Render every row of the source data below as a numbered list, leaving out any blank lines.

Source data

————————

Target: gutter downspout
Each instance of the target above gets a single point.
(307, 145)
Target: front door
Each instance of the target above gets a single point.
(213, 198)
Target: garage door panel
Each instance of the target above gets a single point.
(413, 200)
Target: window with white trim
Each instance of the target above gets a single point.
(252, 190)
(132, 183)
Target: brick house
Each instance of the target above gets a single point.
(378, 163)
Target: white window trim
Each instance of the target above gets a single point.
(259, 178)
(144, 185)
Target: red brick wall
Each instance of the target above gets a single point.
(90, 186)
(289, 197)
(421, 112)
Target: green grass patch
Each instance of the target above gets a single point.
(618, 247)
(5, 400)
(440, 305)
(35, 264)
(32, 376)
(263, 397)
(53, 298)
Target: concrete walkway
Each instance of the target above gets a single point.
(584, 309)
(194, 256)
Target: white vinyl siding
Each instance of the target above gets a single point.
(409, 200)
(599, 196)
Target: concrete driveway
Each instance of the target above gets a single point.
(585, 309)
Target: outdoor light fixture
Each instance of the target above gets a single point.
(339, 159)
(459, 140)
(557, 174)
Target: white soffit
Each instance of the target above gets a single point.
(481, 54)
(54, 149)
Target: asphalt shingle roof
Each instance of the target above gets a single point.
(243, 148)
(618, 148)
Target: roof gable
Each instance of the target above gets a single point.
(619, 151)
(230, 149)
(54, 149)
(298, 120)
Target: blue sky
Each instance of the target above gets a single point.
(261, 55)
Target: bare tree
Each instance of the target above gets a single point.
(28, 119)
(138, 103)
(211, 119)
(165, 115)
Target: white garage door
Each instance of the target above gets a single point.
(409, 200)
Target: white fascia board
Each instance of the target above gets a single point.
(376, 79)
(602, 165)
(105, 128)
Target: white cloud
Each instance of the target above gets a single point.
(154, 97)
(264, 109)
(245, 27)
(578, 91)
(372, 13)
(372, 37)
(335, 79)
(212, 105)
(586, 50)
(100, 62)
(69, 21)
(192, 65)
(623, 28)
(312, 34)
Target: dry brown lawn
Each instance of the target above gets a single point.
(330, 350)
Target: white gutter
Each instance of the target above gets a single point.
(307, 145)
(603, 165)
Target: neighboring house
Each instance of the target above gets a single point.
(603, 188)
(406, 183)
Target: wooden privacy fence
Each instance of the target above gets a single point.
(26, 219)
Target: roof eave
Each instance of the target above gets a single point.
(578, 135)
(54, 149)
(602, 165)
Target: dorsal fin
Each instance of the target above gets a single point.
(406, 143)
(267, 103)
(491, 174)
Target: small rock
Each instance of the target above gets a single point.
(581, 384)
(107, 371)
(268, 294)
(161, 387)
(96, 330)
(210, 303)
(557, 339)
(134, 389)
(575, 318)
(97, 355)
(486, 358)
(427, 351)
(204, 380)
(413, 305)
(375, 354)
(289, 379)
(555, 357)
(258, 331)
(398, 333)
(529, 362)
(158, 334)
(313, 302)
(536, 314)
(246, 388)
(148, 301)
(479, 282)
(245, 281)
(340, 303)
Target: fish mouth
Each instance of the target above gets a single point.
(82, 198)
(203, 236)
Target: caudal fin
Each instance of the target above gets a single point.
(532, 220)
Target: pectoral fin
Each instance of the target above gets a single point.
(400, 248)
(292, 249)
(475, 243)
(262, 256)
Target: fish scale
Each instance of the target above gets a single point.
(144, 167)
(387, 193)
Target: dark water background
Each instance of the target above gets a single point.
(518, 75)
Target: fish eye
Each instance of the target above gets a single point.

————————

Completed task
1. Target: gutter downspout
2. Each instance of the target above gets a single point.
3. (307, 145)
4. Target: front door
5. Each instance of the target above gets a single point.
6. (213, 198)
7. Target: garage door panel
8. Each instance of the target above gets a single point.
9. (413, 200)
10. Target: window with white trim
11. Each instance of the target above gets a single point.
12. (252, 190)
13. (132, 183)
14. Target: brick house
15. Each instance of the target above gets a single point.
16. (378, 163)
17. Target: white window trim
18. Each instance of the target above gets a single point.
19. (259, 178)
20. (144, 185)
21. Target: red brick wall
22. Each instance of the target above gets a single point.
23. (90, 186)
24. (289, 197)
25. (421, 112)
26. Target: green grass patch
27. Each instance of the target above gets a single point.
28. (618, 247)
29. (5, 400)
30. (440, 305)
31. (35, 264)
32. (32, 376)
33. (263, 397)
34. (53, 298)
35. Target: concrete walkway
36. Each instance of the target above gets a single point.
37. (584, 309)
38. (194, 256)
39. Target: white vinyl siding
40. Each instance of the target above gets a single point.
41. (409, 200)
42. (599, 196)
43. Target: concrete driveway
44. Each instance of the target above gets a single point.
45. (585, 309)
46. Target: outdoor light fixture
47. Each instance of the target above gets a single point.
48. (339, 159)
49. (459, 140)
50. (557, 174)
51. Target: white soffit
52. Each instance of the target above gets a single point.
53. (481, 54)
54. (54, 149)
55. Target: asphalt shingle roof
56. Each instance of the target above gets a single point.
57. (243, 148)
58. (618, 148)
59. Target: roof gable
60. Each instance of the target above gets a single point.
61. (619, 151)
62. (230, 149)
63. (54, 149)
64. (298, 120)
65. Target: blue sky
66. Each instance of the target above gets a single point.
67. (261, 55)
68. Target: bare tree
69. Each instance of the target above gets a single point.
70. (28, 119)
71. (138, 103)
72. (211, 119)
73. (165, 115)
74. Target: white garage door
75. Each instance of the target above gets a single point.
76. (409, 200)
77. Target: white fascia board
78. Each instance of the target above gets a single point.
79. (376, 79)
80. (602, 165)
81. (105, 128)
82. Target: white cloud
83. Each instance of the target above gets a single point.
84. (154, 97)
85. (264, 109)
86. (245, 27)
87. (578, 91)
88. (372, 13)
89. (372, 37)
90. (335, 79)
91. (212, 105)
92. (586, 50)
93. (100, 62)
94. (69, 21)
95. (192, 65)
96. (623, 28)
97. (312, 34)
98. Target: dry brown lawn
99. Each instance of the target above gets a single point.
100. (330, 350)
101. Target: white gutter
102. Each instance of the target above gets a single point.
103. (307, 145)
104. (603, 165)
105. Target: neighboring house
106. Each instance of the target above gets a single point.
107. (603, 188)
108. (406, 183)
109. Target: wooden privacy fence
110. Each instance of the target above gets a single point.
111. (26, 219)
112. Target: roof eave
113. Each instance of the target above gets a single point.
114. (578, 135)
115. (54, 149)
116. (602, 165)
117. Target: dorsal fin
118. Each instance of the target above gets a single point.
119. (406, 143)
120. (267, 103)
121. (491, 174)
122. Target: small rock
123. Each instance of the target above gets a single point.
124. (581, 384)
125. (107, 371)
126. (268, 294)
127. (161, 387)
128. (96, 330)
129. (210, 303)
130. (557, 339)
131. (134, 389)
132. (575, 318)
133. (97, 355)
134. (486, 358)
135. (427, 351)
136. (204, 380)
137. (413, 305)
138. (375, 354)
139. (289, 379)
140. (555, 357)
141. (258, 331)
142. (398, 333)
143. (529, 362)
144. (158, 334)
145. (313, 302)
146. (536, 314)
147. (246, 388)
148. (148, 301)
149. (479, 282)
150. (245, 281)
151. (340, 303)
152. Target: fish mouth
153. Each instance of the target above gets a single point.
154. (82, 198)
155. (203, 236)
156. Target: caudal fin
157. Each instance of the target above gets a single point.
158. (532, 220)
159. Target: pectoral fin
160. Each instance of the target above gets a single point.
161. (400, 248)
162. (292, 249)
163. (475, 243)
164. (262, 256)
165. Target: fish scale
166. Each instance of the target above gets a single point.
167. (144, 167)
168. (387, 193)
169. Target: dark water background
170. Each instance of the target above gets a single point.
171. (518, 75)
172. Target: fish eye
173. Each instance of the target above gets a single point.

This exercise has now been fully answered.